'''

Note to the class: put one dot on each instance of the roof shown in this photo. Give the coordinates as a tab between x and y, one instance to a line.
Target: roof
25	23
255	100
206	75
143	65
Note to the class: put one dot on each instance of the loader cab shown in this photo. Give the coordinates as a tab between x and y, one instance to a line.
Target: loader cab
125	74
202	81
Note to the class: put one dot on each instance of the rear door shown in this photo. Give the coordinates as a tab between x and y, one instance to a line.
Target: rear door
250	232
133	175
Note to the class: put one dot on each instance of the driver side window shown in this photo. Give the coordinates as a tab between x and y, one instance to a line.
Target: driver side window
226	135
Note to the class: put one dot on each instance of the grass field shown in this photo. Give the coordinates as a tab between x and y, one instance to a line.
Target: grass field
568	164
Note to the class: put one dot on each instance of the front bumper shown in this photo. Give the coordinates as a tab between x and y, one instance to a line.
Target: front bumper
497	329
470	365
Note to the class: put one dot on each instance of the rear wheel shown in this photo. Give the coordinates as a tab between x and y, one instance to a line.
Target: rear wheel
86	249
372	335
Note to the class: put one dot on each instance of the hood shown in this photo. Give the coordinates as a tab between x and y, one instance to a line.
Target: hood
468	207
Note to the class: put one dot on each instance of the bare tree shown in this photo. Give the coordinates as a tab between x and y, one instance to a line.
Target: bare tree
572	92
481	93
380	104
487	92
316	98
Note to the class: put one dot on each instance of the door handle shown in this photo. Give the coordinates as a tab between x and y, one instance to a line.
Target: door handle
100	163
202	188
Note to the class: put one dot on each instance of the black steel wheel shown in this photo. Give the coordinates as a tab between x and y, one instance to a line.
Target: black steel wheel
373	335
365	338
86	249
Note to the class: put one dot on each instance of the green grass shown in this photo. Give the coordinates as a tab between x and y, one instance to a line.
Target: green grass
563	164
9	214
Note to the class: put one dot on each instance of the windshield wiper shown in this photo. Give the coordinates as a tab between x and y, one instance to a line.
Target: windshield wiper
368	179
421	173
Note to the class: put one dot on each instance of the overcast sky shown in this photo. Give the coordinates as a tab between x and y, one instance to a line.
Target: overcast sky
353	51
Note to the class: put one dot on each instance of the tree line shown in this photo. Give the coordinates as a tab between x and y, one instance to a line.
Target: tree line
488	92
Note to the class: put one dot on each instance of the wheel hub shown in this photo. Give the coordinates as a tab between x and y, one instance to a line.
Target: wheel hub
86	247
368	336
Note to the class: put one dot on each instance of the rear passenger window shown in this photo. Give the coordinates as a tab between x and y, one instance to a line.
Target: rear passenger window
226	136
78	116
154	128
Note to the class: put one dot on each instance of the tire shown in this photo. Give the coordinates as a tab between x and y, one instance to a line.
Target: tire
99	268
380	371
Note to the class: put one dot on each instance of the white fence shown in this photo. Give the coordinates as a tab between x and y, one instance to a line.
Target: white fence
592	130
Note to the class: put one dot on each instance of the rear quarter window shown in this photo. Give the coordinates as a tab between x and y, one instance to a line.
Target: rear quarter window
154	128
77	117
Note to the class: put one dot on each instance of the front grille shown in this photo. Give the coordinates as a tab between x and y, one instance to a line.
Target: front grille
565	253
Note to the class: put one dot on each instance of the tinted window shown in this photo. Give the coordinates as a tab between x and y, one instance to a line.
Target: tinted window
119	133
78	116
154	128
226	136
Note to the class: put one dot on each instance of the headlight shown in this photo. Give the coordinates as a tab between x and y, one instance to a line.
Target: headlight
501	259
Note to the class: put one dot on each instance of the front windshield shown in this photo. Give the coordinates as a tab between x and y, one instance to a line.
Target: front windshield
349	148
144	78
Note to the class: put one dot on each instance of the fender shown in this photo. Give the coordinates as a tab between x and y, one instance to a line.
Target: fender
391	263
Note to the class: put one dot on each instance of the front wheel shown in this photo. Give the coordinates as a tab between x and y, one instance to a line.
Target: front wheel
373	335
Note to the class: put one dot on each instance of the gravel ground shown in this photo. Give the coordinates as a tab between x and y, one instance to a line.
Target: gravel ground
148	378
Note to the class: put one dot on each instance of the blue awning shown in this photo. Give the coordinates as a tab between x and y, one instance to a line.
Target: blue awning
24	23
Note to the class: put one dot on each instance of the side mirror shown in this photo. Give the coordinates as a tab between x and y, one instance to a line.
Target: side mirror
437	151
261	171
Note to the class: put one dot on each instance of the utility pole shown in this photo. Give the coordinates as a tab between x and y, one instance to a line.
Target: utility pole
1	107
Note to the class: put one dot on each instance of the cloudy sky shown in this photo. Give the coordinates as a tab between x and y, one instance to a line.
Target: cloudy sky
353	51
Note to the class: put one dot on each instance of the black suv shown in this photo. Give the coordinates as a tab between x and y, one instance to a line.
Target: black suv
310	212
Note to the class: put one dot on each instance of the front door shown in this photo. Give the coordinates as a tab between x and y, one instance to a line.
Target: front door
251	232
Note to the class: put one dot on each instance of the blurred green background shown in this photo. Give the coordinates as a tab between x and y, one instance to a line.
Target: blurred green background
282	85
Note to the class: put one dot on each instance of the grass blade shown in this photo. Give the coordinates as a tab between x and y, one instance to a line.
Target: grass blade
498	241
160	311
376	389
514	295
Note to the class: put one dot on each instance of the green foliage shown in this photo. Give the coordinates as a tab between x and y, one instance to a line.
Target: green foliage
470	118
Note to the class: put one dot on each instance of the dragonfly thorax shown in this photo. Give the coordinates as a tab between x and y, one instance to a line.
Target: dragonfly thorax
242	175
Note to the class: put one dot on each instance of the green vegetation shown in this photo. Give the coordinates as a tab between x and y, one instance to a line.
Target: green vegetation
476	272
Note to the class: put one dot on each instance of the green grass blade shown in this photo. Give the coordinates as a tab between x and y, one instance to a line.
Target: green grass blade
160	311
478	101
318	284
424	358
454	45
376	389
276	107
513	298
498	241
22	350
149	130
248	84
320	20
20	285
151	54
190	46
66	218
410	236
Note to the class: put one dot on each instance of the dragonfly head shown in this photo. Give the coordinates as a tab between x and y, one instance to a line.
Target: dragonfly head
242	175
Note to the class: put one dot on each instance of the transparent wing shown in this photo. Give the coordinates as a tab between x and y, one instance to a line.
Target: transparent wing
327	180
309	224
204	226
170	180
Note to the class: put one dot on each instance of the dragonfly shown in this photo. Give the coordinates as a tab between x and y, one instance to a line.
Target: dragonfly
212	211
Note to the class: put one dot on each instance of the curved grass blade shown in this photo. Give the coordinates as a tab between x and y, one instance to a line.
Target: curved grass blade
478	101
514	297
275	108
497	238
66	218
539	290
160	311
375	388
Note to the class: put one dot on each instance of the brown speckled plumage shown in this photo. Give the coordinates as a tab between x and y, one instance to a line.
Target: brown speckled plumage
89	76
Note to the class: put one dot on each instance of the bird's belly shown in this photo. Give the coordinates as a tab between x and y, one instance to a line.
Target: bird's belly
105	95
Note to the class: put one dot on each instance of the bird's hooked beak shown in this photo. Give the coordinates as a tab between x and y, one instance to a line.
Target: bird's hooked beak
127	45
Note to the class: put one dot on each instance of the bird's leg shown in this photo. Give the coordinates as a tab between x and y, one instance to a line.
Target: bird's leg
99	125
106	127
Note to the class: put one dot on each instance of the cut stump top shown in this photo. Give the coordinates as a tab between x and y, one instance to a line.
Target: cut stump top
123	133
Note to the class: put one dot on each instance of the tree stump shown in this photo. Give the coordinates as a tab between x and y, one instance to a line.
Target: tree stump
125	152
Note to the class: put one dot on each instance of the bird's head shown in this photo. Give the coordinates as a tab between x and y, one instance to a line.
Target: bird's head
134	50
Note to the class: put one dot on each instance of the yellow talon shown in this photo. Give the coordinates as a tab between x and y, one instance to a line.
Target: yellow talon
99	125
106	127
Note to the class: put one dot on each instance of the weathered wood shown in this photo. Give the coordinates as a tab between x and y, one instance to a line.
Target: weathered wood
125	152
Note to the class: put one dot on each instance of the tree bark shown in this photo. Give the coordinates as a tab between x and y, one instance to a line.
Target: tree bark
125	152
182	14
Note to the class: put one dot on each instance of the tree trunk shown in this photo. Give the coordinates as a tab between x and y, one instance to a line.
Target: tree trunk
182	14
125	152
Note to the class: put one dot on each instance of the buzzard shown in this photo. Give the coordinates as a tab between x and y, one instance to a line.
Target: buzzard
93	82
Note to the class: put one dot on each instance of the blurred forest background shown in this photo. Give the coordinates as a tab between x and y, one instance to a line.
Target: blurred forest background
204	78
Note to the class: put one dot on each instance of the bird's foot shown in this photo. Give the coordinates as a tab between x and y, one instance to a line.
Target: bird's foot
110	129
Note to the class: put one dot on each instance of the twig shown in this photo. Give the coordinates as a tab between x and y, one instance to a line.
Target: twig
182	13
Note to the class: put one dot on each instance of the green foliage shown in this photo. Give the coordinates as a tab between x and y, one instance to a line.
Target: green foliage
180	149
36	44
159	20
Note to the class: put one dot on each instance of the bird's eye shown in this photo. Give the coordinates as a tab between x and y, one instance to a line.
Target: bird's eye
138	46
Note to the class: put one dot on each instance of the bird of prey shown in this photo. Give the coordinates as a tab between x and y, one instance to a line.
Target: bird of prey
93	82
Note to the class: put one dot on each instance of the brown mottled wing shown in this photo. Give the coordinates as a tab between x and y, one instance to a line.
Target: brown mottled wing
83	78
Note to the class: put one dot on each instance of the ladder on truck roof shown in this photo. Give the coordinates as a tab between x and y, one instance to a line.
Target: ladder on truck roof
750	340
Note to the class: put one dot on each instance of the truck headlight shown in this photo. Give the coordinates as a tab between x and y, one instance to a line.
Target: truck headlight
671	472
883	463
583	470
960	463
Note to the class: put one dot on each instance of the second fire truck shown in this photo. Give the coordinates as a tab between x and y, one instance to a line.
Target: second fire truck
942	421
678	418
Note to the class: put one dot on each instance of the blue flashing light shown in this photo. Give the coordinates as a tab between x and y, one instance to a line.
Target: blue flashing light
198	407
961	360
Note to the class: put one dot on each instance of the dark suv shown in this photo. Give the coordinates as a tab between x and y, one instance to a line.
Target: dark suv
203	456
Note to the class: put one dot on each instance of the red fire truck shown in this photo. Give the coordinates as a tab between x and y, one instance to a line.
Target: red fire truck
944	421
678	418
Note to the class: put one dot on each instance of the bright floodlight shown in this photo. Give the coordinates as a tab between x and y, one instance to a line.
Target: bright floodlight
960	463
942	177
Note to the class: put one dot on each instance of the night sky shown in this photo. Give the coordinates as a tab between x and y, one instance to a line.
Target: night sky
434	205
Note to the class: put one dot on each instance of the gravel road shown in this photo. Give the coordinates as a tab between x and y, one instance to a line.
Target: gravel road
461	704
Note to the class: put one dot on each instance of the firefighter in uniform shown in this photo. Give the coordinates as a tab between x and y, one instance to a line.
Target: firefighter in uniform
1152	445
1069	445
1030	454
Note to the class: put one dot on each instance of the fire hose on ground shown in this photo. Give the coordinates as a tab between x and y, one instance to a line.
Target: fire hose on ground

'''

Exercise prompt -
Transcribe exactly, and only, the lines from the opening line of the records through the line containing "of the bare".

Written response -
Note to the class: put one dot on each instance of the roof shown in this photo. Give the coordinates as a tab between x and y, one instance to a line.
Target: roof
25	23
255	100
206	75
143	65
Note to the class: put one dot on each instance of the loader cab shown in this photo. Give the coordinates as a tab between x and y, one instance to a line.
Target: loader cab
125	74
202	81
Note to the class: put one dot on each instance of the rear door shown in this photo. Give the coordinates as a tab between x and y, one instance to a line.
Target: rear door
250	232
133	175
Note to the class: put one dot on each instance of the driver side window shown in this photo. Give the coordinates as a tab between x and y, one instance to a line.
Target: driver side window
226	135
Note to the class: put one dot on each instance of the grass field shown in this photo. Give the coordinates as a tab between x and y, one instance to a line.
Target: grass field
568	164
Note to the class: put one dot on each instance of the front bumper shown in this photo. Give the coordinates as a tab between x and y, one instance to a line.
Target: front bumper
497	329
470	365
Note to the class: put one dot on each instance of the rear wheel shown in this photo. Give the coordinates as a tab between x and y, one instance to a line.
Target: rear wheel
86	249
372	335
Note to the class: put one dot on each instance of the hood shown in this photo. Give the coordinates as a tab between x and y, one instance to a line.
Target: hood
468	207
Note to the class: put one dot on each instance of the bare tree shown in this photo. Give the coordinates as a tab between x and y, one instance to a line.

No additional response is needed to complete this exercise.